What you have to do. Please transcribe the listing below in full, exactly as written, leaving out its pictures.

Provided material.

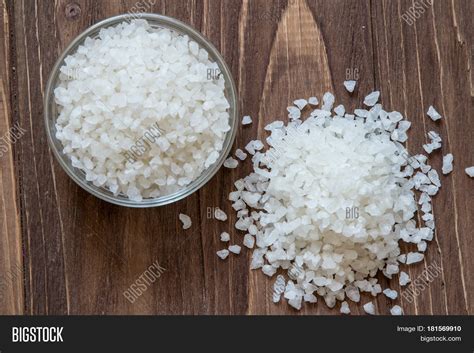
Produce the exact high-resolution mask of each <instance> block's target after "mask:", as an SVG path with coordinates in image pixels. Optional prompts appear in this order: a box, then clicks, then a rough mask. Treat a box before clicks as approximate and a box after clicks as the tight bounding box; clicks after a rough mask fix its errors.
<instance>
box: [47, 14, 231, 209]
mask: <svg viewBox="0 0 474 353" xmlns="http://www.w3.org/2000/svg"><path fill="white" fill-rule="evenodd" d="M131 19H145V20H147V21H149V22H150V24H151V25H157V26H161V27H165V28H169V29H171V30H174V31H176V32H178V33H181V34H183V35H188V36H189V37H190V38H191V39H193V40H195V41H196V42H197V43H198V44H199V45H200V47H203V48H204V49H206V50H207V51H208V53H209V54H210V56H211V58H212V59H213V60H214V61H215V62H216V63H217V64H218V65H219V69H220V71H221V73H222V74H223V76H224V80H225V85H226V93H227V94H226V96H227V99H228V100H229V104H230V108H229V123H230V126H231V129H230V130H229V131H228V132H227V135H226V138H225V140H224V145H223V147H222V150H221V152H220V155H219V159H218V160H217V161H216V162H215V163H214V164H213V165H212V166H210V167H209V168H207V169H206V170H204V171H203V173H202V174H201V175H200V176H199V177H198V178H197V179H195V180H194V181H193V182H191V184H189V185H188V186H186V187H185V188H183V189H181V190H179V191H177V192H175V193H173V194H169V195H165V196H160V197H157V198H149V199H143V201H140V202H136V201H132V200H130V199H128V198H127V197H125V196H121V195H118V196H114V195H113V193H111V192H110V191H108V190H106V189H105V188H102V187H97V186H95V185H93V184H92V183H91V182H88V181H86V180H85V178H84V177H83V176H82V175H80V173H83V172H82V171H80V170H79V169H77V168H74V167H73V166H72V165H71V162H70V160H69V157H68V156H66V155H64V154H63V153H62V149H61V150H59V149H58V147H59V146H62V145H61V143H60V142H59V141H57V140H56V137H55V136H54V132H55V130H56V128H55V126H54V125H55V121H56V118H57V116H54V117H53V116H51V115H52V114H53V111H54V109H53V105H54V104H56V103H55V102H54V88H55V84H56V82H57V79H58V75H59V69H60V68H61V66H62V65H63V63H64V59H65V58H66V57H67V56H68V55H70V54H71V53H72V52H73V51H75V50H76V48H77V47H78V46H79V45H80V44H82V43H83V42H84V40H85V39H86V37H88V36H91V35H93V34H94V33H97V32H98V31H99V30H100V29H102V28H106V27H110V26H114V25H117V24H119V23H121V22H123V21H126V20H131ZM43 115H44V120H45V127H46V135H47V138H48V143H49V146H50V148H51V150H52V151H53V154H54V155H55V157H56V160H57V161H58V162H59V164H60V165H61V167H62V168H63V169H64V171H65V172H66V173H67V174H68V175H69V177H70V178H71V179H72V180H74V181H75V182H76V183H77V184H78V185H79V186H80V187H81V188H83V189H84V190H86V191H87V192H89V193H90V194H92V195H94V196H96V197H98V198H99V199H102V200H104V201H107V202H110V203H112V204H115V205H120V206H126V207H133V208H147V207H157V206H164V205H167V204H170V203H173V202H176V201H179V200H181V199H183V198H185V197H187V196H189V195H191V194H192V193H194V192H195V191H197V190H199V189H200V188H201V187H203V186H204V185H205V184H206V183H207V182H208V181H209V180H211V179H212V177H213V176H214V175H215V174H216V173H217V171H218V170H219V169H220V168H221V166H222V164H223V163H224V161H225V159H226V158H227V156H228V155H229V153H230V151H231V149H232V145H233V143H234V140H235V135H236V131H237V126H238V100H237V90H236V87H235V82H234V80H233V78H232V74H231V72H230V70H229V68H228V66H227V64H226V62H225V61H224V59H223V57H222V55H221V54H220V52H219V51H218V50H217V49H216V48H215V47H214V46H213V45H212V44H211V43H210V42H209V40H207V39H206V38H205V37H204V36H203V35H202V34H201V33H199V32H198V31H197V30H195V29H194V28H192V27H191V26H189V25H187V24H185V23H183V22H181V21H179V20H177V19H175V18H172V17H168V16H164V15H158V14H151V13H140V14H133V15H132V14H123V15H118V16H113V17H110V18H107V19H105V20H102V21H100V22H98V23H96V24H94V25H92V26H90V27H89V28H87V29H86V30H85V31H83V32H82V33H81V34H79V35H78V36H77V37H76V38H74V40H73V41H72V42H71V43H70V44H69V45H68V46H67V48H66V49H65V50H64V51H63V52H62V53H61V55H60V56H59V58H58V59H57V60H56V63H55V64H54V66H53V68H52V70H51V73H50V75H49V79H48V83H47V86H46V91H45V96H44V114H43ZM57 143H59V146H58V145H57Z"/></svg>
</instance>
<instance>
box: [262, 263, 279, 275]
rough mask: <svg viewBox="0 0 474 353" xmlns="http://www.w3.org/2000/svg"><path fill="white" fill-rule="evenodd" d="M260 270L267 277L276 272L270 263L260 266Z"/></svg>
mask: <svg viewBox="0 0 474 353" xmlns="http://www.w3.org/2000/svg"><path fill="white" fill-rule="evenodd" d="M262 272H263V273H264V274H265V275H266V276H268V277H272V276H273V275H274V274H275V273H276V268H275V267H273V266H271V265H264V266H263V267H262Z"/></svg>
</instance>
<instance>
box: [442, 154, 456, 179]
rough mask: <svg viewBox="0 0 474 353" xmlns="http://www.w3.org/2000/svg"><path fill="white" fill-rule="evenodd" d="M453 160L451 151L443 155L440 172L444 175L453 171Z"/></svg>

Answer for this exercise.
Produce the exact high-resolution mask of each <instance> block's target after "mask:", as an SVG path with coordinates in image pixels. Optional prompts appear in this order: a box, then clicks, then a rough mask. Treat a box before clicks as approximate and a box after clicks as the tight bounding box; clicks after a rough mask fix its errors.
<instance>
box: [47, 14, 231, 209]
mask: <svg viewBox="0 0 474 353" xmlns="http://www.w3.org/2000/svg"><path fill="white" fill-rule="evenodd" d="M131 19H145V20H147V21H149V22H150V24H151V25H157V26H161V27H165V28H169V29H171V30H174V31H176V32H178V33H181V34H183V35H188V36H189V37H190V38H191V39H193V40H195V41H196V42H197V43H198V44H199V45H200V47H203V48H204V49H206V50H207V51H208V53H209V54H210V56H211V58H212V59H213V60H214V61H215V62H216V63H217V64H218V65H219V69H220V71H221V73H222V74H223V76H224V80H225V85H226V93H227V94H226V96H227V99H228V100H229V104H230V108H229V123H230V126H231V129H230V130H229V131H228V132H227V135H226V138H225V140H224V145H223V147H222V150H221V152H220V155H219V159H218V160H217V161H216V162H215V163H214V164H213V165H212V166H210V167H209V168H207V169H206V170H204V171H203V173H202V174H201V175H200V176H199V177H198V178H197V179H195V180H194V181H193V182H191V184H189V185H188V186H186V187H185V188H183V189H181V190H179V191H177V192H175V193H173V194H169V195H165V196H160V197H157V198H149V199H143V201H140V202H136V201H132V200H130V199H128V198H127V197H125V196H121V195H118V196H114V195H113V193H111V192H110V191H108V190H106V189H105V188H102V187H97V186H95V185H93V184H92V183H91V182H88V181H86V180H85V178H84V177H83V176H82V175H80V173H83V172H82V171H80V170H79V169H77V168H74V167H73V166H72V165H71V162H70V160H69V157H68V156H66V155H64V154H63V153H62V149H61V150H59V149H58V147H59V146H62V145H61V143H60V142H59V141H57V140H56V137H55V136H54V132H55V130H56V128H55V126H54V125H55V121H56V118H57V116H54V117H53V116H51V115H52V114H53V111H54V109H53V105H54V104H56V103H55V102H54V88H55V84H56V82H57V79H58V75H59V69H60V68H61V66H62V65H63V63H64V59H65V58H66V57H67V56H68V55H70V54H71V53H72V52H73V51H75V50H76V48H77V47H78V46H79V45H80V44H82V43H83V42H84V40H85V39H86V37H88V36H91V35H93V34H94V33H97V32H98V31H99V30H100V29H102V28H106V27H110V26H114V25H117V24H119V23H121V22H123V21H126V20H131ZM43 115H44V120H45V127H46V135H47V138H48V143H49V146H50V148H51V150H52V151H53V154H54V155H55V157H56V160H57V161H58V162H59V164H60V165H61V167H62V168H63V169H64V171H65V172H66V173H67V174H68V175H69V177H70V178H71V179H72V180H74V181H75V182H76V183H77V184H78V185H79V186H80V187H81V188H83V189H84V190H86V191H87V192H89V193H90V194H92V195H94V196H96V197H98V198H99V199H102V200H104V201H107V202H110V203H112V204H115V205H120V206H126V207H133V208H147V207H157V206H164V205H167V204H170V203H173V202H176V201H179V200H181V199H183V198H185V197H187V196H189V195H191V194H192V193H194V192H195V191H197V190H199V189H200V188H201V187H203V186H204V185H205V184H206V183H207V182H208V181H209V180H211V179H212V177H213V176H214V175H215V174H216V173H217V171H218V170H219V169H220V168H221V166H222V164H223V163H224V161H225V159H226V158H227V156H228V155H229V153H230V151H231V149H232V145H233V143H234V140H235V135H236V131H237V126H238V100H237V90H236V87H235V82H234V80H233V78H232V74H231V72H230V70H229V68H228V66H227V64H226V62H225V61H224V59H223V57H222V55H221V54H220V52H219V51H218V50H217V49H216V48H215V47H214V46H213V45H212V44H211V43H210V42H209V40H207V39H206V38H205V37H204V36H203V35H202V34H201V33H199V32H198V31H197V30H195V29H194V28H192V27H191V26H189V25H187V24H185V23H183V22H181V21H179V20H177V19H175V18H172V17H168V16H164V15H158V14H151V13H140V14H133V15H132V14H123V15H118V16H113V17H110V18H107V19H105V20H102V21H100V22H98V23H96V24H94V25H92V26H90V27H89V28H87V29H86V30H85V31H83V32H82V33H81V34H79V35H78V36H77V37H76V38H74V40H73V41H72V42H71V43H70V44H69V45H68V46H67V48H66V49H65V50H64V51H63V52H62V53H61V55H60V56H59V58H58V59H57V60H56V63H55V64H54V66H53V68H52V70H51V73H50V75H49V79H48V83H47V86H46V91H45V96H44V114H43ZM57 143H59V146H58V145H57Z"/></svg>
</instance>
<instance>
box: [262, 263, 279, 275]
rough mask: <svg viewBox="0 0 474 353" xmlns="http://www.w3.org/2000/svg"><path fill="white" fill-rule="evenodd" d="M260 270L267 277L276 272L270 263L260 266Z"/></svg>
mask: <svg viewBox="0 0 474 353" xmlns="http://www.w3.org/2000/svg"><path fill="white" fill-rule="evenodd" d="M262 272H263V273H264V274H265V275H266V276H268V277H272V276H273V275H274V274H275V273H276V268H275V267H273V266H271V265H264V266H263V267H262Z"/></svg>
</instance>
<instance>
box: [442, 154, 456, 179]
rough mask: <svg viewBox="0 0 474 353" xmlns="http://www.w3.org/2000/svg"><path fill="white" fill-rule="evenodd" d="M453 160L451 151L443 155L440 172L444 175L453 171Z"/></svg>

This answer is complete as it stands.